[Given request] Rewrite every line of the items below as a Markdown table with the columns "Row" and "Text", numbering the rows and leaving out blank lines.

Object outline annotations

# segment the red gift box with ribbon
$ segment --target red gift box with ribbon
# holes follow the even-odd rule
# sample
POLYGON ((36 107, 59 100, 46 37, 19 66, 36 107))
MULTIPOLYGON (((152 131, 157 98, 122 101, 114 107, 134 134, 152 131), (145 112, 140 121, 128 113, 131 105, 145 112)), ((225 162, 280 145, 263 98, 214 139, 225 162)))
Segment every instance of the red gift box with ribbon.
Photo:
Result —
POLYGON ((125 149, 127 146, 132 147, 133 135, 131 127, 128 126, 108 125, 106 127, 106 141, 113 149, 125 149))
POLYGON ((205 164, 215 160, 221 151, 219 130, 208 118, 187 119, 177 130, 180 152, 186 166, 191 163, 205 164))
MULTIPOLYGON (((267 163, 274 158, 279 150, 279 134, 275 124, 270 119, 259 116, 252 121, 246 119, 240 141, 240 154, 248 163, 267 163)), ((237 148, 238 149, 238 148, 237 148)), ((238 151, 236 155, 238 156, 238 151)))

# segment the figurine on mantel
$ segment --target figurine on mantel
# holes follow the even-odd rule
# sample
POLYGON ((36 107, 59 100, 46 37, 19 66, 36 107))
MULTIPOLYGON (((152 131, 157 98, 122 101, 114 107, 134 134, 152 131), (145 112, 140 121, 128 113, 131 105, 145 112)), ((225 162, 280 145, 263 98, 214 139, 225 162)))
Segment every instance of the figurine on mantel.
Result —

[Result for this task]
| Row | Text |
|---|---|
| 1 | # segment the red gift box with ribbon |
| 2 | $ segment --target red gift box with ribbon |
| 3 | # holes follow the even-odd rule |
| 4 | # sample |
| 5 | POLYGON ((36 107, 59 100, 46 37, 19 66, 36 107)) |
| 6 | MULTIPOLYGON (((152 131, 157 98, 122 101, 114 107, 134 134, 152 131), (145 112, 140 121, 128 113, 131 105, 145 112)), ((225 162, 280 145, 263 98, 214 139, 225 162))) |
| 7 | Segment every instance of the red gift box with ribbon. |
| 8 | Photo: |
| 9 | Result — |
| 10 | POLYGON ((125 149, 127 146, 132 147, 133 135, 131 127, 128 126, 108 125, 106 127, 106 141, 113 149, 125 149)) |
| 11 | POLYGON ((205 164, 215 160, 221 151, 219 130, 208 118, 187 119, 177 130, 180 152, 186 166, 191 163, 205 164)) |
| 12 | MULTIPOLYGON (((267 163, 274 158, 279 150, 279 134, 275 124, 270 119, 259 116, 252 121, 246 119, 240 141, 240 154, 248 163, 267 163)), ((237 148, 238 149, 238 148, 237 148)), ((238 151, 236 155, 238 156, 238 151))) |
| 13 | # segment the figurine on mantel |
| 14 | $ segment --target figurine on mantel |
| 15 | # holes follow the even-odd rule |
| 16 | # sample |
| 17 | POLYGON ((36 107, 59 100, 46 37, 19 66, 36 107)) |
| 18 | MULTIPOLYGON (((152 131, 157 98, 122 101, 114 107, 134 134, 152 131), (145 112, 140 121, 128 113, 131 105, 145 112)), ((225 162, 280 145, 263 98, 214 139, 225 162))) |
| 19 | Segment every instance of the figurine on mantel. |
| 20 | Result — |